Selected excerpt:
◆ ◆ ◆

NYTimes. Web Phones: The Next Big Thing


April 15, 1999



New Phones Have It All, but Do Enough Consumers Want It
All in One Device?

By KATIE HAFNER

ark Dahm, a 37-year-old sales director in San Mateo, Calif.,
depends on his mobile phone for far more than phone calls. He
uses it to tap into his contact list at work and to send and receive e-mail.
He retrieves stock quotes from the Internet and looks up directions while
driving. If he needs a printout, it's no problem. While waiting for a flight at
an airport executive lounge, he can send information from his phone
straight to the lounge's fax machine.

Dahm, who works for a Web
software company called the Inktomi
Corporation, is a hardy, happy
pioneer, equipped with a cellular
phone that can retrieve information
from the World Wide Web and
perform a variety of other data services.

◆ ◆ ◆

Records:
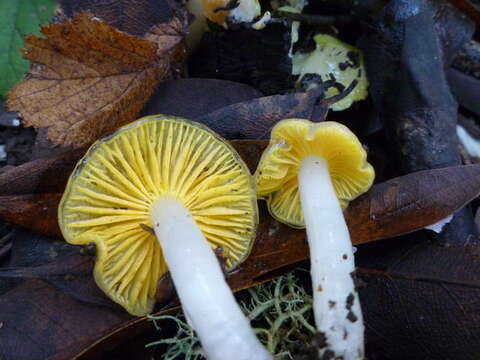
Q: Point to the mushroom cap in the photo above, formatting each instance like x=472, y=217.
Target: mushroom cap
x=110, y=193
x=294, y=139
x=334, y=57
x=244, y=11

◆ ◆ ◆

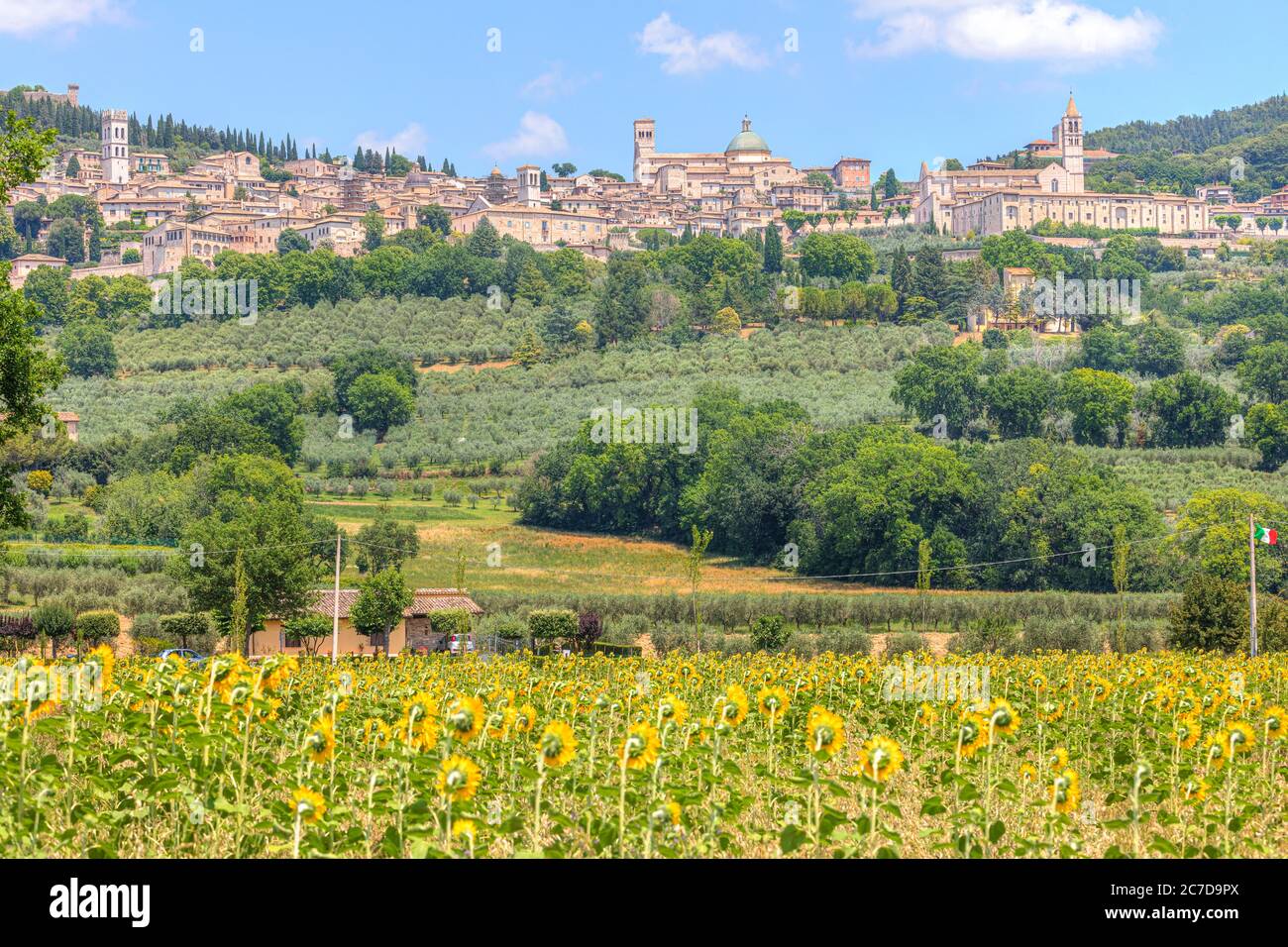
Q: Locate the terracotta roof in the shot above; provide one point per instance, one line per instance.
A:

◆ ◆ ◆

Given problem A:
Do these statements agree with the article on Web phones? (i) Dahm works for the Inktomi Corporation. (ii) Dahm uses his mobile phone only for making calls. (iii) The article is dated April 15, 1999. For each, answer yes or no and quote the deciding words.
Given problem B:
Transcribe the stretch of the article on Web phones from "He retrieves stock" through "other data services.".
The records come from a separate source unrelated to the article on Web phones.

Written solution A:
(i) Yes: "works for a Web software company called the Inktomi Corporation"
(ii) No: "depends on his mobile phone for far more than phone calls"
(iii) Yes: "April 15, 1999"

Written solution B:
He retrieves stock quotes from the Internet and looks up directions while
driving. If he needs a printout, it's no problem. While waiting for a flight at
an airport executive lounge, he can send information from his phone
straight to the lounge's fax machine.

Dahm, who works for a Web
software company called the Inktomi
Corporation, is a hardy, happy
pioneer, equipped with a cellular
phone that can retrieve information
from the World Wide Web and
perform a variety of other data services.